### Task input:
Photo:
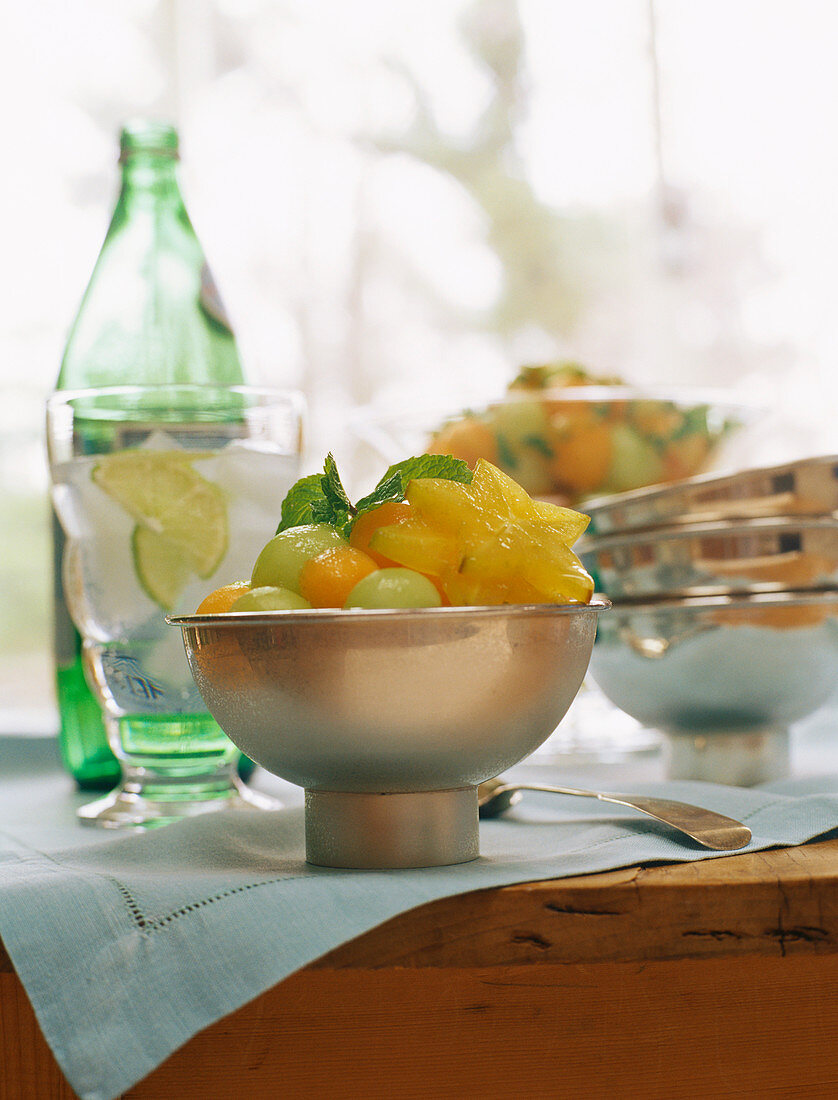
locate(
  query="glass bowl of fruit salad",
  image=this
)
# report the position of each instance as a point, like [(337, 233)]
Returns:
[(392, 655), (565, 433)]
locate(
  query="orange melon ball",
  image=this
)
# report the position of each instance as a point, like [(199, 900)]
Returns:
[(220, 601), (365, 526), (327, 580)]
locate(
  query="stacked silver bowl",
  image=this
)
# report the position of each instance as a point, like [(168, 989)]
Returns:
[(724, 629)]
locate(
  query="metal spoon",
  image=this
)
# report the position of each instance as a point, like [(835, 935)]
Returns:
[(709, 828)]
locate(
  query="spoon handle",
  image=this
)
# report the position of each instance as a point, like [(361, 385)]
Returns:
[(705, 826)]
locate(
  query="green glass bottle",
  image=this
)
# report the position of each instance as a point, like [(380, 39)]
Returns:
[(151, 314)]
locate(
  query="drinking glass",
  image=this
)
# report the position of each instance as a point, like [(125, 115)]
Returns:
[(164, 493)]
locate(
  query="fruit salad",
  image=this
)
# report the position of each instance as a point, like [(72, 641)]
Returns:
[(432, 532), (563, 431)]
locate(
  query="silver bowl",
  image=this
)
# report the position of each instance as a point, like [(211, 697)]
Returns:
[(390, 718), (804, 487), (727, 557), (720, 667)]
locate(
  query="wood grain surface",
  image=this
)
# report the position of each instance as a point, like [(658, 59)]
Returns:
[(717, 978)]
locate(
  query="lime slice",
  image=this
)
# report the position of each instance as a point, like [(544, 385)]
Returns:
[(162, 567), (165, 495)]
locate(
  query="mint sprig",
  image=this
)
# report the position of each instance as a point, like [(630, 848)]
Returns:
[(321, 498)]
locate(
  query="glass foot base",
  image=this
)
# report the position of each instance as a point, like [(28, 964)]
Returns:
[(129, 806)]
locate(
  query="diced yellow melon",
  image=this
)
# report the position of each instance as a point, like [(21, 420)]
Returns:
[(417, 546)]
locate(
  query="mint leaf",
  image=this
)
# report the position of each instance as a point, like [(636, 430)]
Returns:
[(321, 498), (333, 486), (304, 498), (394, 483)]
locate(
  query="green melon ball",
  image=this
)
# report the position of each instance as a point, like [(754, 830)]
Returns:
[(282, 559), (269, 598), (394, 587)]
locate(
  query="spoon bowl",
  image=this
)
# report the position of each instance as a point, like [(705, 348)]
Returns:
[(704, 826)]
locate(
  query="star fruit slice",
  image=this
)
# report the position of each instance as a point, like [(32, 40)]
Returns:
[(496, 545)]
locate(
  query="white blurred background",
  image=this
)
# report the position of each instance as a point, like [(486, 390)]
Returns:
[(409, 200)]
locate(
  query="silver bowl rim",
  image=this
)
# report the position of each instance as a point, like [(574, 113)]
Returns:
[(709, 528), (787, 597), (661, 491), (331, 615)]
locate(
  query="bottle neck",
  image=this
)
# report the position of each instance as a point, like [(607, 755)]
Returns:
[(150, 179)]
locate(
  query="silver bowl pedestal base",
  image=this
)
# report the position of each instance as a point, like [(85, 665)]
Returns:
[(362, 831)]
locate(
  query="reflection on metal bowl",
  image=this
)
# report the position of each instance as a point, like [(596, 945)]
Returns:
[(804, 487), (748, 556), (362, 708), (725, 666)]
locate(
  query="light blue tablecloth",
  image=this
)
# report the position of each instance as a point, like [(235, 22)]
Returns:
[(129, 945)]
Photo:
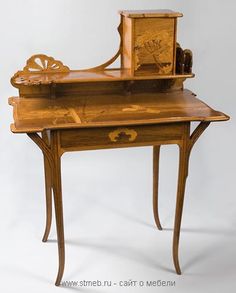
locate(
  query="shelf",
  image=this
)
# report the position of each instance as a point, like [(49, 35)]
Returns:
[(78, 76), (35, 115)]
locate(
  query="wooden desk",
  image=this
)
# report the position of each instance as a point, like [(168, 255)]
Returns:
[(63, 110)]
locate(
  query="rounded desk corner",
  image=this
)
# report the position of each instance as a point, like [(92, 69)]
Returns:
[(13, 128)]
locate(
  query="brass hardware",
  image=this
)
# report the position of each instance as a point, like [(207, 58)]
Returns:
[(117, 134)]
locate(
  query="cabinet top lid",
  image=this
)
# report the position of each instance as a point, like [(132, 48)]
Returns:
[(150, 13)]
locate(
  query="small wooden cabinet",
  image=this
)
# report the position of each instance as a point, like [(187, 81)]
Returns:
[(149, 41)]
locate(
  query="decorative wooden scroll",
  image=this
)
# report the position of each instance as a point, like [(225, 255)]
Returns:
[(44, 63)]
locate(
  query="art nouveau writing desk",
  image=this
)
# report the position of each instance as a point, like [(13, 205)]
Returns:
[(140, 104)]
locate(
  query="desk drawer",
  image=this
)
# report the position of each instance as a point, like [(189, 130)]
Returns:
[(124, 136)]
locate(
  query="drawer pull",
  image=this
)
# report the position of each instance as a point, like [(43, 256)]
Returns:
[(119, 133)]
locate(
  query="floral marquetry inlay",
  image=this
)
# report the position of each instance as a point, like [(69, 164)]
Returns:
[(44, 63)]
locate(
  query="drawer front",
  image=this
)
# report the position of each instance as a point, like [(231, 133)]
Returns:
[(112, 137)]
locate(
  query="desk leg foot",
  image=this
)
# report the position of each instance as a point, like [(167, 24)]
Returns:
[(57, 191), (183, 170), (156, 157), (48, 191)]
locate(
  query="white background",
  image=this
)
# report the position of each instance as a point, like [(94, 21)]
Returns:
[(109, 227)]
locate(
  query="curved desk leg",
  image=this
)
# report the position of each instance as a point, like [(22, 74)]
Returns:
[(52, 153), (57, 192), (156, 157), (185, 150), (48, 191), (183, 169)]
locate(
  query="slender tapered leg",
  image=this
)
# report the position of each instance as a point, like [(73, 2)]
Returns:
[(156, 156), (53, 155), (183, 169), (48, 191), (185, 150), (57, 192)]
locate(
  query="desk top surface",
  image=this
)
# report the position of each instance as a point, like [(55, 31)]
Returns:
[(79, 76), (35, 114)]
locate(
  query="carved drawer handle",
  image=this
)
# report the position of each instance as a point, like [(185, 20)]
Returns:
[(118, 133)]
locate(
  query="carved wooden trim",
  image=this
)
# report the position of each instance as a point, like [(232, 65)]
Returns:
[(116, 134), (44, 63), (184, 60), (197, 133)]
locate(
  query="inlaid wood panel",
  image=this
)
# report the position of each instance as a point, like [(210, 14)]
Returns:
[(126, 136), (33, 114), (154, 45)]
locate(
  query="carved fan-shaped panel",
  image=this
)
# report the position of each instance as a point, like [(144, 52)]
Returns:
[(44, 63)]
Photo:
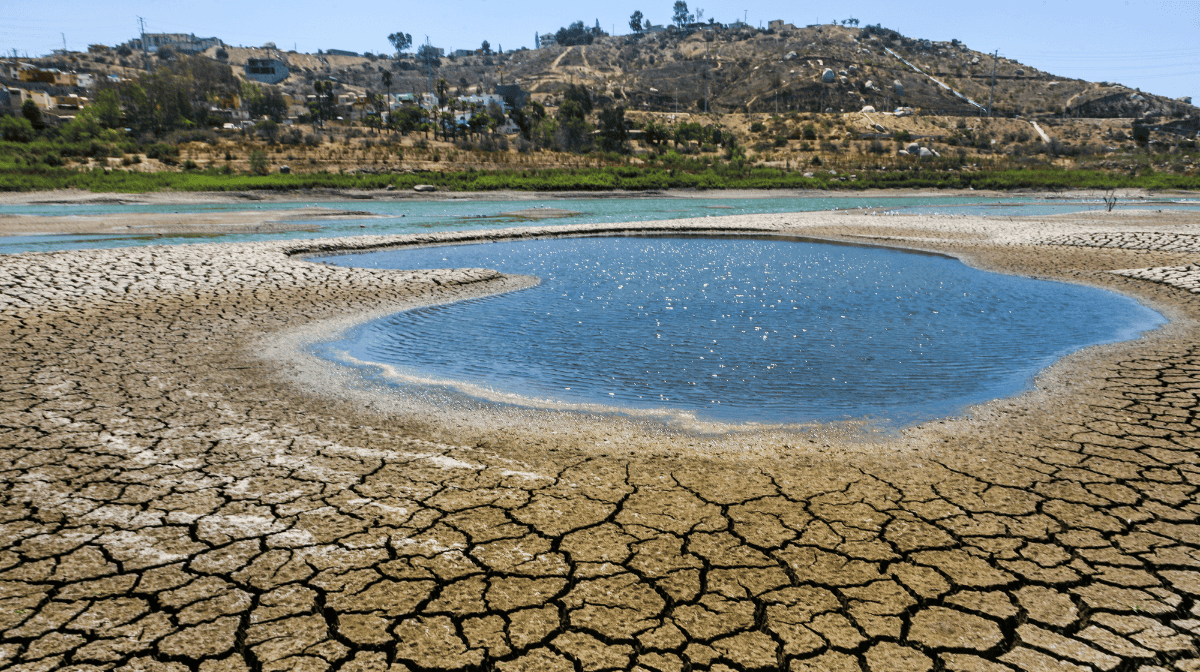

### Work task:
Search the material above for the word "cabinet", then copy out each line that has it.

### Exercise response:
  query="cabinet top lid",
  query="small wooden cabinet",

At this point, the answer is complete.